§ **Task goal**
Pick up the news article below about the University of Washington student's fatal slip on ice and continue it from where it ends.

----- Extracted text

The recent cold weather has claimed the life of a University of Washington student today. According to a statement released by Major Steve Rittereiser of the UW Campus Police, this morning at 10:31 am, both UW Police and Seattle Fire responded to a woman down on a sidewalk east of Drumheller Fountain. The 19-year-old sophomore was transported to Harborview Medical Center due to a severe head injury sustained as a result of the slip-and-fall. The cause of the fall has not yet been determined and UWPD Detectives are investigating.
“We are all deeply stunned by this unfortunate accident.” – Maj. Steve Rittereiser, UWPD
When asked why the student was sent to UW Harborview Medical Center, 5.7 miles from the site of the accident, instead of UW Medical Center, only 1.2 miles from the site, Maj. Rittereiser stated that the determination was made by the Seattle Fire Department’s emergency medical professionals on the scene. According to UW Medicine Director of Media Relations, Susan Gregg, the student arrived at Harborview in critical condition and passed away shortly thereafter.
A charge nurse at UWMC Emergency Department confirmed that while Harborview is the region’s only level one trauma center, slip-and-fall head traumas can be handled by their ED and are not automatically routed to Harborview unless the scope of the injury is beyond their capabilities. UWMC’s emergency department is “equipped to treat the most complex and critical emergency medical conditions and illnesses,” suggesting there may be additional information not yet released regarding any extenuating circumstances surrounding the incident, including the severity of the student’s injuries.
According to the Seattle Municipal Code, snow and ice must be cleared from sidewalks promptly, and if practical, prevent it from becoming potentially hazardous. Snow emergency routes shall be the first roads to be either sanded or cleared of snow when weather safely allows. UW maintains an active Snow Removal Progress site which currently shows snow removal efforts concluded on the sidewalks in the area of the accident.
Students at UW have expressed fear and concern over today’s accident and the icy conditions campus-wide, taking to Twitter to speak out:
@UW Either put (a lot) more grit out or shut campus. Is one death not enough to show that your response to snow was abysmal and needs to be changed? Unimaginable to think what her friends and family are going through… RIP. https://t.co/u0EfRj7dqY
— MKG (@mkgeorgiouu) February 7, 2019
Update: Feb 7, 2019
Earlier today, UWPD issued an update regarding yesterday’s fatality of a student, now identified as Hayley Smith.

----------
----- Information

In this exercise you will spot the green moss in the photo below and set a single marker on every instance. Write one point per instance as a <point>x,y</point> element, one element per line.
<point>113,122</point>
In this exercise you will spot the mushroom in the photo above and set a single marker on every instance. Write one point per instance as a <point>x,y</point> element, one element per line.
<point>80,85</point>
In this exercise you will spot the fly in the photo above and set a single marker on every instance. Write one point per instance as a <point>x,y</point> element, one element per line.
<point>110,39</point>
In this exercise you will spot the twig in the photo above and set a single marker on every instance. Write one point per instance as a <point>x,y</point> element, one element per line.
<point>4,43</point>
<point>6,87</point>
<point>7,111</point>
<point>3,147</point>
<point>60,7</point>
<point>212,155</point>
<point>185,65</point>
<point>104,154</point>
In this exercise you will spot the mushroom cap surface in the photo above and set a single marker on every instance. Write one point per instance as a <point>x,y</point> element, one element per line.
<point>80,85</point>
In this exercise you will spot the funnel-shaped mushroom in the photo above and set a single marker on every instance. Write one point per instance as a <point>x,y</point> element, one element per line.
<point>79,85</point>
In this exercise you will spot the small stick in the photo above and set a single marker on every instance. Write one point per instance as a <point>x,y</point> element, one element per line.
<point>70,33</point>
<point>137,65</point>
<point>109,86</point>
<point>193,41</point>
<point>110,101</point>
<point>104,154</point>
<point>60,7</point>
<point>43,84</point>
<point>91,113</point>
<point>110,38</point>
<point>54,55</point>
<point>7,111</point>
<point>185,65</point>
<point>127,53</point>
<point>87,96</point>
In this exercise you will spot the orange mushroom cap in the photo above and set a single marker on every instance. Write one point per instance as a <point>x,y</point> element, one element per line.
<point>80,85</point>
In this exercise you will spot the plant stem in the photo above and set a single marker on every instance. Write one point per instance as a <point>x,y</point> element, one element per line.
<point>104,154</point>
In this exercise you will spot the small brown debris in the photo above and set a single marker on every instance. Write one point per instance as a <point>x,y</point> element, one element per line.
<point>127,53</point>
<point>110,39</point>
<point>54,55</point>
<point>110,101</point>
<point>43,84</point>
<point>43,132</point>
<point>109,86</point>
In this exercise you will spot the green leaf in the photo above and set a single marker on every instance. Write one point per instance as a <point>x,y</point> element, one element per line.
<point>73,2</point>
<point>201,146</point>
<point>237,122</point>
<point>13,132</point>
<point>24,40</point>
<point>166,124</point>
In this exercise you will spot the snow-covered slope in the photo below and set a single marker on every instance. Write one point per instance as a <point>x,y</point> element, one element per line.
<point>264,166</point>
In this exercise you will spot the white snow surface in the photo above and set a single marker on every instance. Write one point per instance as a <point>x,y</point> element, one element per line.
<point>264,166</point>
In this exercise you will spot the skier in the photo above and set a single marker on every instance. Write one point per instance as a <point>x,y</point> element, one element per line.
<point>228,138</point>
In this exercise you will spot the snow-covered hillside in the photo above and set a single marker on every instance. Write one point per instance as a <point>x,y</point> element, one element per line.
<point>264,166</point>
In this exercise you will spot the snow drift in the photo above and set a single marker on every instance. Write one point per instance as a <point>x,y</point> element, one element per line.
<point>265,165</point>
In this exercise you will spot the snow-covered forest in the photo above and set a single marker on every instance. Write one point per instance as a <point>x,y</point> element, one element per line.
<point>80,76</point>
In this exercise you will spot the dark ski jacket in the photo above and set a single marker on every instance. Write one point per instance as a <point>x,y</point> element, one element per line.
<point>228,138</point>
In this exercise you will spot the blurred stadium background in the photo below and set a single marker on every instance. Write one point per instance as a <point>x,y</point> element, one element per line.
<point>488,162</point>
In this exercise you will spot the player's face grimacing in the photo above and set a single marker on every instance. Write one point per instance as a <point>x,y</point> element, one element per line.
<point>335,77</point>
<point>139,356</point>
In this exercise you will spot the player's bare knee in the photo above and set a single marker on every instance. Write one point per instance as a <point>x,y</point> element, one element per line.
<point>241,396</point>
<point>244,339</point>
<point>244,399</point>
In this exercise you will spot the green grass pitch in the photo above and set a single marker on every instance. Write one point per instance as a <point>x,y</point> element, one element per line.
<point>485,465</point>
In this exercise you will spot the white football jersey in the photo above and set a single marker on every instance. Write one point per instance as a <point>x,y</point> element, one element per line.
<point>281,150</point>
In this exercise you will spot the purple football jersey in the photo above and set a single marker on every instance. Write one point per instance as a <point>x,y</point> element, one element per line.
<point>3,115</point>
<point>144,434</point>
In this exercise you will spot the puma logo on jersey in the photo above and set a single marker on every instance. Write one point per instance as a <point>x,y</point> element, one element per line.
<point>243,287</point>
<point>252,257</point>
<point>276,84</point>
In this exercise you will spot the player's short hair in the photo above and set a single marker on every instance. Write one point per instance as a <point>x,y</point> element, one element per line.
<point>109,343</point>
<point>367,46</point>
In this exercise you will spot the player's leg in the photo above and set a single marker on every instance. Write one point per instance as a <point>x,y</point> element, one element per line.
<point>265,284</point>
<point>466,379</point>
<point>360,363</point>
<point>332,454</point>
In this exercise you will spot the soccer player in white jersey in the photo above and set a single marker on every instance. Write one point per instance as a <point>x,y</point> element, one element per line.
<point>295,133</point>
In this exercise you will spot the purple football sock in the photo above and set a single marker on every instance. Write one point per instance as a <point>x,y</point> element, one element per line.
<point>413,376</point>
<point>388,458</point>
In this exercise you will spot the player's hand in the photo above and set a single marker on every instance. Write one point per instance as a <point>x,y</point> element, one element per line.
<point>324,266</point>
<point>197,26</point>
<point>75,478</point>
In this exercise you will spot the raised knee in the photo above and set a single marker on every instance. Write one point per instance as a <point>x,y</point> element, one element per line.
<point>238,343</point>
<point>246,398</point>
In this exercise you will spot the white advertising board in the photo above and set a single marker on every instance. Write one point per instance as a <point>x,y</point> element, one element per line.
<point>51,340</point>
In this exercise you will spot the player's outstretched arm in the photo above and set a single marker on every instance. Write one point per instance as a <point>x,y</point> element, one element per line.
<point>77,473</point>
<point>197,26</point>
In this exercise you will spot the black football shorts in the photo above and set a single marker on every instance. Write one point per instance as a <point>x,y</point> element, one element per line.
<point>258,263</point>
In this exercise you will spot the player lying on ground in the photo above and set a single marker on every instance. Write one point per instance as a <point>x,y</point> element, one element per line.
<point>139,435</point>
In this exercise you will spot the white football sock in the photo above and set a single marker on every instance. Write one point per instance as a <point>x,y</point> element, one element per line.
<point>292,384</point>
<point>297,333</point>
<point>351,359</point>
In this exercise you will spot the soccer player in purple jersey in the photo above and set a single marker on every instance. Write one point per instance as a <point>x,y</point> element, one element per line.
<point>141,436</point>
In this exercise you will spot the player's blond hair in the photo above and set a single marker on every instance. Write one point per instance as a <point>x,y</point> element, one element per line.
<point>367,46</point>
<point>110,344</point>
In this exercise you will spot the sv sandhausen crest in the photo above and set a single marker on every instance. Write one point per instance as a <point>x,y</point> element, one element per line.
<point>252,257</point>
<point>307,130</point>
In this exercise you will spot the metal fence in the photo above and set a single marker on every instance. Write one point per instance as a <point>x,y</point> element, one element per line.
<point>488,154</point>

----------

§ **Answer section**
- Detectives were able to identify witnesses and are following up with each of the witnesses today
- Detectives determined there was both ice and clear, dry patches on the sidewalk in and around the area where the victim fell
- Detectives will likely substantially complete their investigation by tomorrow afternoon
- The next of kin received notification
The King Country Medical Examiner has since ruled the student died of natural causes due to a pulmonary embolism and not from a slip and fall, as was first reported. Cliff Peng, identified as Smith’s boyfriend, stated that he witnessed the entire incident.
“I saw it happen right in front of my own eyes. We were just on our way from one class to the next. She told me to ‘wait a moment,’ to catch a breath and stepped off to the side to make way for others, and the next thing I knew, she was on the ground, broken glasses and blood all over. We called the emergency services right away. They tried their best to save her, her consciousness came and went until it finally faded away….”
A statement was also released today by the UW President, Ana Mari Cauce, addressing the issue of campus safety and inclement weather conditions. Cauce stated that she spoke with the student’s family, but did not give any further details on yesterday’s incident. This is the first statement released by the Office of the President which comes in the midst of student outcry criticizing the administration’s lack of comment on recent instances of campus violence and safety concerns.
This is an ongoing story and will be updated.